**TASK PROMPT**
Rewrite the records below, replacing "one per line" with "one pair per line" wherever it occurs and leaving every other word untouched.

**MATERIAL SUPPLIED**
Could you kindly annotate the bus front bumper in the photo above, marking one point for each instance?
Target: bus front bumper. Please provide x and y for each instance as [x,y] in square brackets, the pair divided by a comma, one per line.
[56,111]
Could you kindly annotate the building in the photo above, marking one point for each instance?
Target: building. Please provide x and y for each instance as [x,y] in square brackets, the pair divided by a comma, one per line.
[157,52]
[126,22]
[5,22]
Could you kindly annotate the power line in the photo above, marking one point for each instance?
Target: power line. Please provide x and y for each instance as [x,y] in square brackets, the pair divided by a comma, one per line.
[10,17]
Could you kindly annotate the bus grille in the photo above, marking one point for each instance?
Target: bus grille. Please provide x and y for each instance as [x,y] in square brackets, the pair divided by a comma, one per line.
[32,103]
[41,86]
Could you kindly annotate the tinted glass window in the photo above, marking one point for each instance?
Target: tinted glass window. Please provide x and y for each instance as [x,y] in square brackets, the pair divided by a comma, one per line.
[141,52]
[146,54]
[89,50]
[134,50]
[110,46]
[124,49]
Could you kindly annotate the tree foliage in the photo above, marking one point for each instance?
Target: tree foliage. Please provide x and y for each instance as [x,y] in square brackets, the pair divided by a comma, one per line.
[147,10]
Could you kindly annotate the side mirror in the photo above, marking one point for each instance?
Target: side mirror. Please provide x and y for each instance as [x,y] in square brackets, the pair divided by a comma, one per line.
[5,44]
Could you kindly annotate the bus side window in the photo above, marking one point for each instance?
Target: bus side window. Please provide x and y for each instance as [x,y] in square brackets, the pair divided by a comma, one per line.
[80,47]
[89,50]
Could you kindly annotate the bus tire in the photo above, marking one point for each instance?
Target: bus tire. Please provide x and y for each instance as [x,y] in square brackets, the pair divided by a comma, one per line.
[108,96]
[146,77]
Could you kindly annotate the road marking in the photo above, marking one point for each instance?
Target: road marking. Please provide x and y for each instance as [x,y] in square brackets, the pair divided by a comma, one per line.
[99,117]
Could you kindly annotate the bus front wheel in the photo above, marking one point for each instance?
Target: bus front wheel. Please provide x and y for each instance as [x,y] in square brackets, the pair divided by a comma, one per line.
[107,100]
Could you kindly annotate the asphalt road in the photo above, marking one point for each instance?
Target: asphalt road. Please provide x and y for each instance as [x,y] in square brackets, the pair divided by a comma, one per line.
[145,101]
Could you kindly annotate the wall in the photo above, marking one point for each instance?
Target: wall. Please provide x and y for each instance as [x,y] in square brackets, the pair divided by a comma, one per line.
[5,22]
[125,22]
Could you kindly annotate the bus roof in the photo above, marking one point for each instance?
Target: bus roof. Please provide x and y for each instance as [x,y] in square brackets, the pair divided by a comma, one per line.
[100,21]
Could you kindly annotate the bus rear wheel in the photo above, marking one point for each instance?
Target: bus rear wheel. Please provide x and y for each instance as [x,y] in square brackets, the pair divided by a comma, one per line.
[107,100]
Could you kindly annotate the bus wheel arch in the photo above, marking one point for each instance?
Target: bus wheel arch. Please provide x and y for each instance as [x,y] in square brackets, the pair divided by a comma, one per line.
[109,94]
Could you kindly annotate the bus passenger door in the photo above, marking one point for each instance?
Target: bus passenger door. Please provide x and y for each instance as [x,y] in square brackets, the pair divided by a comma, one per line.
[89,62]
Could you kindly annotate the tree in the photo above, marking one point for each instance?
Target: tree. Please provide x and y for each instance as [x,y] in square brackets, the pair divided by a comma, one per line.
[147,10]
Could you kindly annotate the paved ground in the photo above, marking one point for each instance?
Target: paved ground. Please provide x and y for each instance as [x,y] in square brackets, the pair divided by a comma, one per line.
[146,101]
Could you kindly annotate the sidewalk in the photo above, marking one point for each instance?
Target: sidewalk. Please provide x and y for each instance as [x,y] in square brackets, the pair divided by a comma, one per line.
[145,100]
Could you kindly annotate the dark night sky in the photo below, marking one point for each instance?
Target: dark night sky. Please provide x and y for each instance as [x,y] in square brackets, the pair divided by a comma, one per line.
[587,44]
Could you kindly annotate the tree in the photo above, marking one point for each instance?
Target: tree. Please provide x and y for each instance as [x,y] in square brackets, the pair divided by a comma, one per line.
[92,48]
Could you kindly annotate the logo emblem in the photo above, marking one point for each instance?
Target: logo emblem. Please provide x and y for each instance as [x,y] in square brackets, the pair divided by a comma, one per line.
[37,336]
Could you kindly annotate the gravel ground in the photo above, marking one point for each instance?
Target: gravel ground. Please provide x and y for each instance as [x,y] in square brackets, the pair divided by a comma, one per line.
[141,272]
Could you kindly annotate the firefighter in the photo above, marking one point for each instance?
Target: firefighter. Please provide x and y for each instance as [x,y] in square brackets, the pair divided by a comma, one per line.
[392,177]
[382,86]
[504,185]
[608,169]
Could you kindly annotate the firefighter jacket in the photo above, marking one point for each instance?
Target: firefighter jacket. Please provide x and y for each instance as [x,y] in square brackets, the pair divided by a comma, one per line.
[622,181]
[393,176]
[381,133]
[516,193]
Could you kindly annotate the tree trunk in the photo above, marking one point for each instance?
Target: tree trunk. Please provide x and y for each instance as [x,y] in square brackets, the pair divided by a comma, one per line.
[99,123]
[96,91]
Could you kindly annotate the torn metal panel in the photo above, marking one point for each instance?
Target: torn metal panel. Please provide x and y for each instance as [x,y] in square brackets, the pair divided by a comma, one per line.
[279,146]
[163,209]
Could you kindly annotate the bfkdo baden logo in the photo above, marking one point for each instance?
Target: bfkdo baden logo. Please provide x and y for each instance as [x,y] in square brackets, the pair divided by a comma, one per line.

**EXERCISE SOLUTION**
Could you kindly annotate the bus front bumper in the photo above, marking one point for each instance?
Target: bus front bumper. Please provide x and y for each instance as [x,y] in square brackets, the pair divided by a comma, one pair per line.
[56,111]
Could you kindly annotate the building in the photo above, marking one point for each instance?
Target: building. Please provide x and y for each instance as [x,y] in square brackets, the pair divided by a comma, one pair per line.
[157,52]
[126,22]
[5,22]
Could you kindly annotate the power line in the photo above, marking one point for each instance?
Target: power line. Please provide x and y for each instance as [x,y] in square brackets, the pair divided by a comma, one pair per line.
[10,17]
Could you kindly annotate the bus grille in the photo above, marking one point for each instance?
Target: bus grille. Please provide x and y for each instance as [x,y] in square brackets, the pair divided by a comma, one pair per line.
[32,103]
[41,86]
Could you kindly annotate the tinted glass window in the photo above, marking one point for each instance?
Target: tinted glass window. Please provide x and y for each instance as [x,y] in square brackets, the pair divided by a comma, one pair per line.
[141,52]
[146,54]
[89,50]
[134,50]
[110,46]
[124,49]
Could you kindly annotate the tree foliage in the photo above, marking one point for each instance?
Target: tree foliage. Please provide x and y for each instance as [x,y] in square brackets, the pair divided by a comma, one pair per line.
[147,10]
Could you kindly annotate the side mirror in the photo above, marking one point for each instance?
Target: side mirror. Please provide x and y for each instance as [x,y] in square brackets, the pair divided by a comma, one pair per line.
[5,44]
Could you kindly annotate the bus side window in the photo above, marking one point for each instance?
Target: bus side window. Please provide x and y for each instance as [x,y] in square brackets, the pair divided by a comma, one pair per line.
[80,47]
[89,50]
Could you kindly annotate the bus tire in the photo above, marking one point for each instance?
Target: bus tire. Please provide x and y for each instance as [x,y] in square brackets, the pair divided by a comma, one pair per line.
[108,96]
[146,77]
Could you kindly annotate the road marking in the photo above, marking one point for each instance?
Target: road marking. Please provide x and y for each instance as [x,y] in square brackets, the pair divided by a comma, one pair per line.
[99,117]
Could you kindly annotate the bus front wheel in the photo above, marking one point for each instance?
Target: bus front wheel. Please provide x and y for each instance as [x,y] in square brackets, the pair divided by a comma, one pair per line.
[107,100]
Could you kindly annotate the asphalt road in the photo above, marking one point for each instance?
Target: asphalt road. Please provide x and y for each instance as [x,y] in square brackets, the pair divided by a comma, one pair per line.
[145,101]
Could you kindly annotate the wall in the photo above, marking one point for each instance?
Target: wall. Please provide x and y for each instance as [x,y] in square brackets, the pair divided by a comma, one pair per line.
[5,22]
[125,22]
Could you kindly annotate the bus roof in the photo above, marking one point for each instance?
Target: bus roof. Please provide x and y for each instance as [x,y] in square brackets, the pair divided by a comma, one pair per line.
[100,21]
Could you kindly annotate the bus rear wheel in the photo above, marking one point for each instance?
Target: bus rear wheel. Please provide x and y for each instance as [x,y] in square brackets, the pair divided by a comma, one pair per line.
[107,100]
Could you kindly annotate the bus wheel arch in the photo above, marking one point for each instance?
Target: bus wheel arch. Please provide x and y for each instance as [x,y] in square brackets, the pair divided by a comma, one pair per line.
[109,94]
Could you kindly annotate the bus passenger door in the photo above, marking one point for each instance?
Target: bus passenger door. Please provide x and y for each instance as [x,y] in square brackets, the pair divided by a comma, one pair per line.
[89,62]
Could you kindly annotate the tree in the photo above, marking one point for each instance?
Target: tree. Please provide x and y for each instance as [x,y] in square brackets, the pair divided by a comma, one pair per line.
[147,10]
Could you kindly annotate the paved ground in the photo above, marking one point for each instance?
Target: paved ground. Please provide x and y for each instance as [x,y] in square brackets, the pair divided by a comma, one pair per line.
[146,101]
Could you kindly annotate the sidewalk in the photo above, marking one point for each instance?
Target: sidewalk. Please provide x and y for each instance as [x,y] in square brackets, the pair divided by a comma, one pair per line.
[145,100]
Could you kindly annotate the dark night sky in the photo below, marking one point for each instance?
Target: dark night sky. Please provide x and y for each instance as [x,y] in square brackets, the pair divided by a comma, one pair per line.
[587,44]
Could you kindly annotate the tree in the photo above, marking one point for each instance?
Target: tree. Please provide x and y for each instance as [x,y] in square brackets, the pair divided by a comma, one pair per line.
[92,48]
Could you kindly annotate the logo emblem in the photo above, marking one point for each instance?
Target: logo emblem. Please provide x and y for each instance as [x,y] in square brackets, the pair divided by a comma, one pair per line.
[37,336]
Could you kindly annotate the gravel ground in the photo above, marking one point for each instance?
Target: gravel ground. Please provide x and y for each instance as [x,y] in square brackets, the pair divided by a comma, one pair per line.
[141,272]
Could you kindly annotate the firefighter in the photo above, marking one point for each instance?
Target: firefighter. Please provide x and y for each instance as [x,y] in square brackets, the pair divided by a comma, one pair per line.
[392,177]
[382,86]
[504,185]
[608,169]
Could you kindly annotate the firefighter jacket in the photo above, marking one point for each instance?
Target: firefighter jacket. Please provide x and y for each instance as [x,y] in square brackets, the pair divided by a comma, one pair per line.
[622,181]
[393,176]
[381,133]
[516,193]
Could you kindly annotate the tree trunk in the photo above, marking one point for each instance?
Target: tree trunk. Please provide x and y for each instance as [x,y] in square brackets, the pair divided by a comma, one pair per line.
[99,123]
[96,91]
Could you kindly annotate the torn metal panel in the photo above, marking one point for each instance?
Target: torn metal panel. Please provide x and y for each instance as [x,y] in square brackets, the pair divided by a comma, one pair per line.
[279,146]
[163,209]
Could you kindly annotate the bfkdo baden logo in the photo above, marking one point for each instance?
Target: bfkdo baden logo. Please provide x and y for each instance as [x,y] in square brackets, the pair divided by a comma, one pair per line.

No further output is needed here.